__EXTRACTED TEXT__.
- - -

Data Cleaning and Wrangling Flashcards
How do you check for missing values in a DataFrame?
Use df.isnull() to get a DataFrame of the same shape with True for missing values and False otherwise. Use df.isnull().sum() to get the count of missing values in each column.
import pandas as pd
data = {‘A’: [1, 2, None], ‘B’: [4, None, 6]}
df = pd.DataFrame(data)
print(df.isnull()) # Shows True for missing values
print(df.isnull().sum()) # Count of missing values per column
What function would you use to drop rows with missing values?
Use df.dropna(). You can specify axis=0 (default) to drop rows or axis=1 to drop columns.
df = df.dropna() # Drops rows with any missing values
How do you fill missing values with the mean of a column?
Use df[‘column_name’].fillna(df[‘column_name’].mean(), inplace=True).
df[‘A’].fillna(df[‘A’].mean(), inplace=True)
print(df)
What method allows you to rename columns in a DataFrame?
Use df.rename(columns={‘old_name’: ‘new_name’}, inplace=True).
df.rename(columns={‘A’: ‘Column_A’, ‘B’: ‘Column_B’}, inplace=True)
print(df)
How can you merge two DataFrames on a common column?
Use pd.merge(df1, df2, on=’common_column’, how=’inner’). Replace ‘inner’ with ‘outer’, ‘left’, or ‘right’ for different types of joins.
df1 = pd.DataFrame({‘id’: [1, 2], ‘value’: [‘A’, ‘B’]})
df2 = pd.DataFrame({‘id’: [2, 3], ‘value’: [‘C’, ‘D’]})
merged = pd.merge(df1, df2, on=’id’, how=’inner’)
print(merged)
What function do you use to concatenate DataFrames vertically or horizontally?
Use pd.concat([df1, df2], axis=0) for vertical concatenation (rows) or axis=1 for horizontal concatenation (columns).
concat_rows = pd.concat([df1, df2], axis=0)
concat_cols = pd.concat([df1, df2], axis=1)
How do you reorder columns in a DataFrame?
Use df = df[[‘col1’, ‘col2’, ‘col3’]] to specify the desired order of columns.
df = df[[‘B’, ‘A’]]
print(df)
How can you split a column containing delimited strings into multiple columns?
Use df[‘column_name’].str.split(delimiter, expand=True).
df[‘FullName’] = [‘John Doe’, ‘Jane Smith’]
split = df[‘FullName’].str.split(‘ ‘, expand=True)
print(split)
How do you convert a column to a specific data type, e.g., integer or datetime?
Use df[‘column_name’] = df[‘column_name’].astype(int) for integers, or pd.to_datetime(df[‘column_name’]) for datetime.
df[‘Date’] = [‘2024-12-10’, ‘2024-12-11’]
df[‘Date’] = pd.to_datetime(df[‘Date’])

- - -

__STORED ROWS__.
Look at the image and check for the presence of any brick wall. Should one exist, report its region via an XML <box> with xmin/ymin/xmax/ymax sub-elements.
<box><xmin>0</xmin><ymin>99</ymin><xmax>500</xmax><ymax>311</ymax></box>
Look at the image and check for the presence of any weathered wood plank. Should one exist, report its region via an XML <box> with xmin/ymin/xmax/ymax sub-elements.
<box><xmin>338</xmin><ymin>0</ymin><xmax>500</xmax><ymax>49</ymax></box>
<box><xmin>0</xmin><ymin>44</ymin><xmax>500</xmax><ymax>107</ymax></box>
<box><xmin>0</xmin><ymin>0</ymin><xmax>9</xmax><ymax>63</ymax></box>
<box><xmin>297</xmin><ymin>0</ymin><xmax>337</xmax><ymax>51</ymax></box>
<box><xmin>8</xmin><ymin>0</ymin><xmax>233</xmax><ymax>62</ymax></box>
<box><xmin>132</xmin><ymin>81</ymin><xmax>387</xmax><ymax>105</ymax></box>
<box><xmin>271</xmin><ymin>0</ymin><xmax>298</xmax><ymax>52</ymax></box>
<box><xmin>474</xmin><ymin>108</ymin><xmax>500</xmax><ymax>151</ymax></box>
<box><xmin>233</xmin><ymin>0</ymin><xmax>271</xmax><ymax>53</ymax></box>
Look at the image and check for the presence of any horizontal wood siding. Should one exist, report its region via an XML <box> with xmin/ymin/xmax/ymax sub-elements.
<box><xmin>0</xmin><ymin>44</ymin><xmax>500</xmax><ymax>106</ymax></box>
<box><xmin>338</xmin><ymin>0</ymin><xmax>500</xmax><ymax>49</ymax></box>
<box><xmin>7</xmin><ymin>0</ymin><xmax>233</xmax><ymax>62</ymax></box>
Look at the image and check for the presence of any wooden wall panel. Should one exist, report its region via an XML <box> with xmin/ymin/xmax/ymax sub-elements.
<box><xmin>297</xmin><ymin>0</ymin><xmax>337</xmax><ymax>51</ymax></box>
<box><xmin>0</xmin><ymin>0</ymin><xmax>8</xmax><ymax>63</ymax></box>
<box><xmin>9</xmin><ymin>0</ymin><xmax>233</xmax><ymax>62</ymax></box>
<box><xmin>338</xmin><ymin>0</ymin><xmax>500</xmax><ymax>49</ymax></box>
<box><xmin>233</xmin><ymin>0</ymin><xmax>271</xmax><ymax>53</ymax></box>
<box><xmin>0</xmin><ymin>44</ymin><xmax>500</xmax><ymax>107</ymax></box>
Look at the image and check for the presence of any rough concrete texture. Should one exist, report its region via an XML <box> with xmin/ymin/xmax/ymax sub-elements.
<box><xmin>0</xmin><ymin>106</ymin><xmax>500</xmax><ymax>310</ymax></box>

- - -

Pick up the data cleaning flashcards after their last line and continue them.

__WRITTEN ANSWER__.
print(df)
What method can you use to find and replace substrings in a column?
Use df[‘column_name’].str.replace(‘old_substring’, ‘new_substring’).
df[‘A’] = [‘abc’, ‘def’]
df[‘A’] = df[‘A’].str.replace(‘a’, ‘z’)
print(df)
How do you pivot a DataFrame from long format to wide format?
Use df.pivot(index=’index_column’, columns=’column_to_pivot’, values=’values_column’).
long_df = pd.DataFrame({‘ID’: [1, 1, 2], ‘Year’: [2023, 2024, 2023], ‘Value’: [10, 20, 15]})
wide_df = long_df.pivot(index=’ID’, columns=’Year’, values=’Value’)
print(wide_df)
How can you reshape a DataFrame from wide format to long format?
Use pd.melt(df, id_vars=’id_column’, value_vars=[‘col1’, ‘col2’]).
wide_df = pd.DataFrame({‘ID’: [1, 2], ‘2023’: [10, 15], ‘2024’: [20, 25]})
long_df = pd.melt(wide_df, id_vars=’ID’, var_name=’Year’, value_name=’Value’)
print(long_df)
What method would you use to remove duplicate rows in a DataFrame?
Use df.drop_duplicates(inplace=True).
df = pd.DataFrame({‘A’: [1, 1, 2], ‘B’: [3, 3, 4]})
df.drop_duplicates(inplace=True)
print(df)
How do you sort a DataFrame by multiple columns?
Use df.sort_values(by=[‘col1’, ‘col2’], ascending=[True, False]).
df = pd.DataFrame({‘A’: [2, 1, 2], ‘B’: [3, 4, 1]})
df.sort_values(by=[‘A’, ‘B’], ascending=[True, False], inplace=True)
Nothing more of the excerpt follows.